| Short problem |
Turn the entries below into a Markdown table with two columns, Row and Entry line, numbering each line and skipping blank lines. Leave the pictures out of the table.

| Records provided |
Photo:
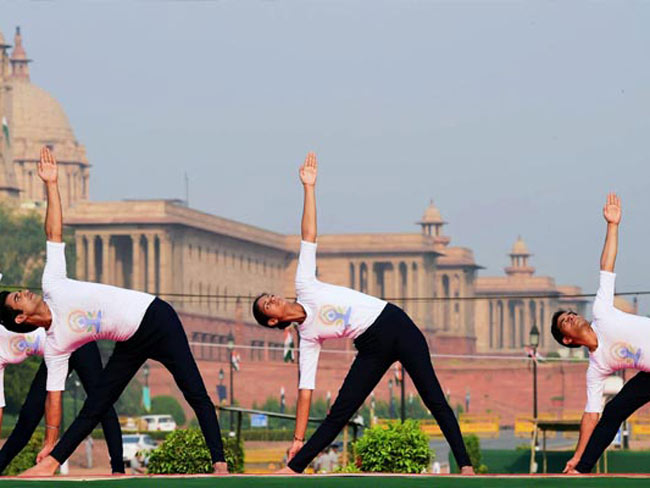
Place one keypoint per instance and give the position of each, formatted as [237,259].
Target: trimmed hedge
[395,448]
[185,452]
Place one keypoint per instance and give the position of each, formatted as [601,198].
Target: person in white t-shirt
[75,313]
[86,361]
[382,333]
[616,340]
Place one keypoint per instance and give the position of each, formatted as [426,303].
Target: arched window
[446,302]
[542,323]
[363,278]
[512,313]
[403,283]
[491,325]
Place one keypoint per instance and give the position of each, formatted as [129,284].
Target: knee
[612,415]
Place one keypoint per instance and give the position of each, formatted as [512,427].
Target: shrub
[397,448]
[185,452]
[27,457]
[165,404]
[473,445]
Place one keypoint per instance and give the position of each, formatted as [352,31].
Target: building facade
[211,268]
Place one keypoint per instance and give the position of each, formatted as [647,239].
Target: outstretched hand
[309,170]
[47,168]
[612,209]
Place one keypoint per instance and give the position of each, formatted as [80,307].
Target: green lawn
[334,482]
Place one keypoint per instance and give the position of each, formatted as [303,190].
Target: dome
[432,215]
[38,119]
[519,248]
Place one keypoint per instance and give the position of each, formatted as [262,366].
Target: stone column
[106,260]
[137,262]
[92,269]
[151,263]
[166,275]
[81,256]
[113,274]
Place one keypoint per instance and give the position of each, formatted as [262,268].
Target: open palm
[309,170]
[47,168]
[612,209]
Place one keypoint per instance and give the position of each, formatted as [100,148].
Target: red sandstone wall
[502,387]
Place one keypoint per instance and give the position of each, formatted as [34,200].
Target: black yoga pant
[634,394]
[392,337]
[160,337]
[87,362]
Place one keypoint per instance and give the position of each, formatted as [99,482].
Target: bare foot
[47,467]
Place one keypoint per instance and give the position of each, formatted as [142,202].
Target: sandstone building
[210,267]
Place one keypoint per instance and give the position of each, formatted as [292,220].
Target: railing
[240,412]
[481,425]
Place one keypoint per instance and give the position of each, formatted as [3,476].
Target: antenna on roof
[187,190]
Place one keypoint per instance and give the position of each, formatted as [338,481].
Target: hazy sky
[515,117]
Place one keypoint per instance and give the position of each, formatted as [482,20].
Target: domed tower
[519,260]
[37,119]
[432,223]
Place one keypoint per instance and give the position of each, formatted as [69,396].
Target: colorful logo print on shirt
[336,316]
[81,321]
[626,354]
[24,344]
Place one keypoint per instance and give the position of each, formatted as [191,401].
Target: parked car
[132,444]
[163,423]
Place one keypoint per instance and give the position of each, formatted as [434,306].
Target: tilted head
[17,308]
[269,310]
[568,328]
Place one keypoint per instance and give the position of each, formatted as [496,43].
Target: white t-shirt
[623,342]
[332,312]
[83,312]
[15,348]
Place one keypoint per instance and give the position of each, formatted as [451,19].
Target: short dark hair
[8,317]
[263,319]
[555,330]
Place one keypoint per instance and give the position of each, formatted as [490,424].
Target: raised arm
[308,172]
[48,171]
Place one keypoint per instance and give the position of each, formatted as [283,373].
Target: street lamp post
[231,348]
[145,372]
[77,384]
[282,399]
[534,342]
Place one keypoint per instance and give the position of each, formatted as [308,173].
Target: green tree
[165,404]
[473,446]
[185,452]
[27,457]
[17,380]
[396,448]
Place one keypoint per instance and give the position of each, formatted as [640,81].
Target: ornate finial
[19,60]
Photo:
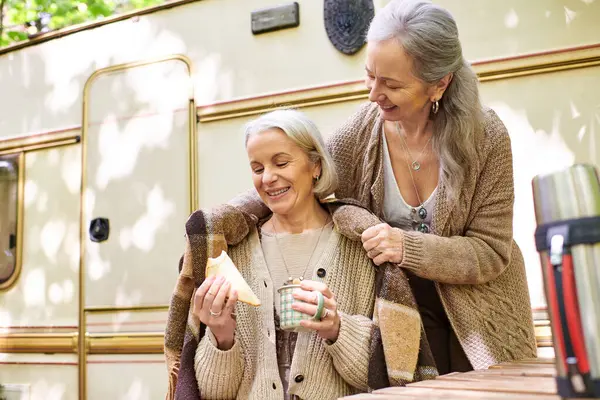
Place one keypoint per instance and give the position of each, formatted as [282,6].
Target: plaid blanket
[400,352]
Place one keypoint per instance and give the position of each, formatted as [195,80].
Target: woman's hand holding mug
[327,324]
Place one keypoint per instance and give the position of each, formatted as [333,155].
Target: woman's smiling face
[399,94]
[282,172]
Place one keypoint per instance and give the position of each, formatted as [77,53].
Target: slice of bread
[224,266]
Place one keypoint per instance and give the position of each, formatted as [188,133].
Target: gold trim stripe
[39,141]
[135,343]
[131,343]
[487,70]
[97,343]
[111,309]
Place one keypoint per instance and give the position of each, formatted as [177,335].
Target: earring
[436,107]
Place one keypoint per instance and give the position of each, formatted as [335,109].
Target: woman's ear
[317,170]
[441,86]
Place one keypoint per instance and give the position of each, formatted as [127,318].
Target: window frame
[13,279]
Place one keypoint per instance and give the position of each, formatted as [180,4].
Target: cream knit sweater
[470,253]
[320,371]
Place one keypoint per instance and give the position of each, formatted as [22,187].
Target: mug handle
[320,306]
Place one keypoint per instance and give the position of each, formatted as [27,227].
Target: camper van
[113,132]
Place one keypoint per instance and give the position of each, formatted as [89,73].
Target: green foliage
[18,17]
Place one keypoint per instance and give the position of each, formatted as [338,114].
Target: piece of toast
[224,266]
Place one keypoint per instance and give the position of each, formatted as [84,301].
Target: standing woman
[437,167]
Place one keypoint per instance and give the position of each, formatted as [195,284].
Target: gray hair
[305,134]
[429,36]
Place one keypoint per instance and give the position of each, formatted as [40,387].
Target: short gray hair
[305,134]
[429,36]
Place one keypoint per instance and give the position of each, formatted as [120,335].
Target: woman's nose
[269,176]
[375,94]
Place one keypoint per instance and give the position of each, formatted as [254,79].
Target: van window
[9,184]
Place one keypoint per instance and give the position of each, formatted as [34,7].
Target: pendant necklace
[422,212]
[416,165]
[291,280]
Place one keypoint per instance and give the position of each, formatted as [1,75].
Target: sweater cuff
[413,251]
[353,342]
[218,372]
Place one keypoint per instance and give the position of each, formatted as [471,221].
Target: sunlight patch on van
[551,153]
[143,233]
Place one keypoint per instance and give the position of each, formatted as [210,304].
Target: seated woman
[243,353]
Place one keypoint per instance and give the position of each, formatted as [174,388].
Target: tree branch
[1,16]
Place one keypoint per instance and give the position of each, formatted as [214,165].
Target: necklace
[291,280]
[422,212]
[415,164]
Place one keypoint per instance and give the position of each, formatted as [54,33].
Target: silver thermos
[567,211]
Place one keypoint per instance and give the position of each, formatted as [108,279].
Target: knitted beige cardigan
[471,255]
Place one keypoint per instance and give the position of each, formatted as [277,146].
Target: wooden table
[531,379]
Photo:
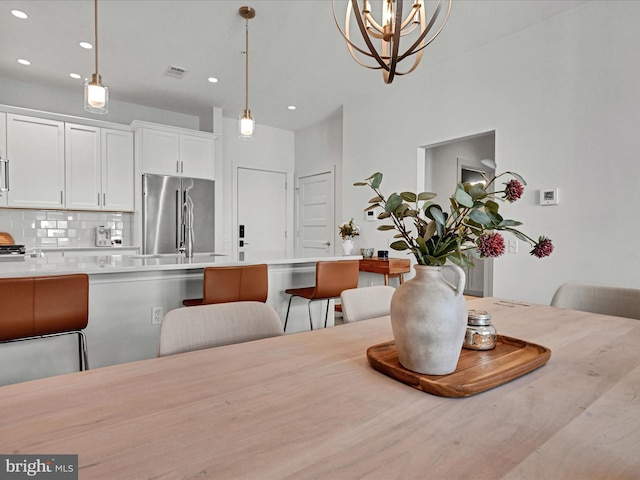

| Result of the exercise |
| Row | Entry line |
|---|---|
| 1 | Photo: |
| 2 | Place one keypoint per instance and give the position of each, formatted as [237,259]. |
| 3 | Target: trimmed hedge |
| 4 | [395,448] |
| 5 | [185,452] |
| 6 | Place one keypoint per instance and give the position of each, formatted as [601,198]. |
| 7 | Target: person in white t-shirt |
| 8 | [75,313] |
| 9 | [86,361] |
| 10 | [382,333] |
| 11 | [616,340] |
| 12 | Place one keypoint per instance and give the position of each, formatted as [426,303]. |
| 13 | Target: arched window |
| 14 | [446,302] |
| 15 | [542,323] |
| 16 | [363,278] |
| 17 | [512,313] |
| 18 | [403,283] |
| 19 | [491,325] |
| 20 | Place one keypoint per instance and give the position of each, formatted as [129,284]. |
| 21 | Target: knee |
| 22 | [612,415] |
| 23 | Place one keypoint per instance and give the position of each, formatted as [512,427]. |
| 24 | Target: shrub |
| 25 | [397,448] |
| 26 | [185,452] |
| 27 | [27,457] |
| 28 | [165,404] |
| 29 | [473,445] |
| 30 | Place one keypoint per instance and give the position of each, formatted as [352,31]. |
| 31 | Target: building facade |
| 32 | [211,268] |
| 33 | Place one keypoint per instance and give the position of each, formatted as [647,239]. |
| 34 | Target: outstretched hand |
| 35 | [309,170] |
| 36 | [47,168] |
| 37 | [612,209] |
| 38 | Place one keypoint per instance and give the position of each, formatted as [80,307]. |
| 39 | Target: green lawn |
| 40 | [334,482] |
| 41 | Place one keypoint per instance and give the position of each, formatted as [303,190]. |
| 42 | Target: dome |
| 43 | [432,215] |
| 44 | [38,119] |
| 45 | [519,248] |
| 46 | Place one keypoint per instance and give the position of each, formatted as [262,366]. |
| 47 | Target: stone column |
| 48 | [106,260] |
| 49 | [137,262] |
| 50 | [92,269] |
| 51 | [151,263] |
| 52 | [166,275] |
| 53 | [81,256] |
| 54 | [113,274] |
| 55 | Place one keypoint per instance and give the position of each, formatted as [262,268]. |
| 56 | Target: open palm |
| 57 | [309,170] |
| 58 | [47,168] |
| 59 | [612,209] |
| 60 | Place one keypoint per instance and give the position of each, formatted as [100,148]. |
| 61 | Target: red sandstone wall |
| 62 | [502,387] |
| 63 | Place one keypoint per instance and give the position of each, formatted as [34,200]. |
| 64 | Target: black yoga pant |
| 65 | [634,394] |
| 66 | [392,337] |
| 67 | [160,337] |
| 68 | [87,362] |
| 69 | Place one keypoint per instance and give the position of each, formatted as [99,482]. |
| 70 | Target: bare foot |
| 71 | [47,467] |
| 72 | Place one keypoint per instance and give the position of each, formatted as [142,202]. |
| 73 | Target: sandstone building |
| 74 | [210,267] |
| 75 | Place one keypoint per instance and give the position of each, formatted as [292,220]. |
| 76 | Target: railing |
| 77 | [240,412] |
| 78 | [481,425] |
| 79 | Place one keypoint per instance and give the position of each, formatted as [3,476]. |
| 80 | Target: antenna on roof |
| 81 | [187,190] |
| 82 | Place one keypoint per instance and give the position of each, formatted as [338,481]. |
| 83 | Target: hazy sky |
| 84 | [515,117] |
| 85 | Place one keypoint per instance and give the position of each, formatted as [482,20]. |
| 86 | Target: domed tower |
| 87 | [519,260] |
| 88 | [37,119] |
| 89 | [432,223] |
| 90 | Place one keypoint per instance and give the position of each, formatted as [69,396]. |
| 91 | Target: colorful logo print on shirt |
| 92 | [336,316] |
| 93 | [81,321] |
| 94 | [626,354] |
| 95 | [24,344] |
| 96 | Place one keypoint per instance and give the position of each, formatted as [191,401]. |
| 97 | Target: parked car |
| 98 | [132,444] |
| 99 | [163,423] |
| 100 | Place one keypoint per instance and give the position of each, formatted as [434,306]. |
| 101 | Target: tilted head |
| 102 | [17,308] |
| 103 | [269,310] |
| 104 | [568,328] |
| 105 | Place one keypoint per instance and give the position of each, formatted as [496,43]. |
| 106 | Target: white t-shirt |
| 107 | [623,342] |
| 108 | [332,312] |
| 109 | [83,312] |
| 110 | [15,348] |
| 111 | Place one keypoint per instance and give the position of each, formatted as [451,19]. |
| 112 | Target: short dark hair |
| 113 | [8,317] |
| 114 | [263,319] |
| 115 | [555,330] |
| 116 | Place one keypoint per instance and give the position of each, formatted as [490,424]. |
| 117 | Target: raised arm |
| 118 | [308,172] |
| 119 | [48,171] |
| 120 | Place one keypoint per instance and give the position of each, formatted as [283,373]. |
| 121 | Target: street lamp post |
| 122 | [231,348] |
| 123 | [145,372] |
| 124 | [77,384] |
| 125 | [282,399] |
| 126 | [534,342] |
| 127 | Place one keypoint per instance and give the position of each, formatted as [308,173]. |
| 128 | Target: green tree |
| 129 | [165,404] |
| 130 | [473,446] |
| 131 | [185,452] |
| 132 | [27,457] |
| 133 | [17,380] |
| 134 | [396,448] |
| 135 | Place one keypoint per instance and give the position of each, formatted as [640,81]. |
| 136 | Target: ornate finial |
| 137 | [19,60] |
| 138 | Photo: |
| 139 | Place one keypoint per instance and give the position of each, formatted as [282,6]. |
| 140 | Target: plaid blanket |
| 141 | [400,352] |
| 142 | Place one keypoint per instance and give the position of each, formatted as [195,80]. |
| 143 | Target: woman's hand holding mug |
| 144 | [327,324] |
| 145 | Place one keypoint per instance and give the position of each, formatted as [333,155]. |
| 146 | Target: woman's smiling face |
| 147 | [399,94] |
| 148 | [282,172] |
| 149 | Place one keypoint per instance and give the position of each, formatted as [77,53]. |
| 150 | Target: slice of bread |
| 151 | [224,266] |
| 152 | Place one keypoint per instance and give the position of each, formatted as [188,133]. |
| 153 | Target: gold trim stripe |
| 154 | [39,141] |
| 155 | [135,343] |
| 156 | [131,343] |
| 157 | [487,70] |
| 158 | [97,343] |
| 159 | [111,309] |
| 160 | Place one keypoint per instance and give the position of each, formatted as [177,335]. |
| 161 | Target: earring |
| 162 | [436,107] |
| 163 | Place one keypoint per instance and give the position of each, formatted as [335,109]. |
| 164 | Target: woman's ear |
| 165 | [317,170] |
| 166 | [441,86] |
| 167 | Place one keypoint per instance and give the position of each, formatted as [127,318]. |
| 168 | Target: window frame |
| 169 | [13,279] |
| 170 | Place one keypoint per instance and give the position of each, formatted as [180,4]. |
| 171 | Target: cream knit sweater |
| 172 | [470,253] |
| 173 | [320,371] |
| 174 | Place one keypoint per instance and give the position of each, formatted as [22,187]. |
| 175 | Target: mug handle |
| 176 | [320,306] |
| 177 | Place one keypoint per instance and give the position of each, formatted as [27,227]. |
| 178 | Target: camper van |
| 179 | [113,132] |
| 180 | Place one keypoint per instance and give the position of each, formatted as [89,73]. |
| 181 | Target: green foliage |
| 182 | [18,17] |
| 183 | Place one keypoint per instance and give the position of each, formatted as [338,114]. |
| 184 | Target: piece of toast |
| 185 | [224,266] |
| 186 | Place one keypoint per instance and give the position of each, formatted as [84,301]. |
| 187 | Target: standing woman |
| 188 | [437,167] |
| 189 | Place one keypoint per instance and give the position of each, formatted as [195,284]. |
| 190 | Target: gray hair |
| 191 | [305,134] |
| 192 | [429,36] |
| 193 | Place one keypoint per instance and give the position of each, formatted as [40,387]. |
| 194 | Target: short gray hair |
| 195 | [305,134] |
| 196 | [429,36] |
| 197 | Place one keypoint per instance and give the position of each, formatted as [120,335]. |
| 198 | Target: woman's nose |
| 199 | [269,176] |
| 200 | [375,94] |
| 201 | Place one keypoint per instance and give the position of each, formatted as [254,79]. |
| 202 | Target: van window |
| 203 | [9,184] |
| 204 | Place one keypoint per instance and give the position of each, formatted as [34,7]. |
| 205 | Target: pendant necklace |
| 206 | [422,212] |
| 207 | [416,165] |
| 208 | [291,280] |
| 209 | Place one keypoint per instance and give the position of each, formatted as [1,75]. |
| 210 | Target: sweater cuff |
| 211 | [413,251] |
| 212 | [353,342] |
| 213 | [218,372] |
| 214 | Place one keypoint per instance and give the position of each, formatted as [471,221]. |
| 215 | Target: sunlight patch on van |
| 216 | [551,153] |
| 217 | [143,233] |
| 218 | Place one keypoint per instance and give the position of each, formatted as [210,304]. |
| 219 | Target: seated woman |
| 220 | [243,353] |
| 221 | Place one keypoint per instance and give the position of each, formatted as [174,388]. |
| 222 | Target: tree branch |
| 223 | [1,16] |
| 224 | Place one keypoint per instance and give the position of each, formatted as [214,165]. |
| 225 | Target: necklace |
| 226 | [291,280] |
| 227 | [422,212] |
| 228 | [415,164] |
| 229 | Place one keypoint per instance and give the position of each, formatted as [54,33]. |
| 230 | Target: silver thermos |
| 231 | [567,211] |
| 232 | Place one keypoint per instance and give the position of each, formatted as [108,279]. |
| 233 | Target: knitted beige cardigan |
| 234 | [471,255] |
| 235 | Place one keypoint per instance and give the position of each, formatted as [277,146]. |
| 236 | Target: wooden table |
| 237 | [531,379] |
| 238 | Photo: |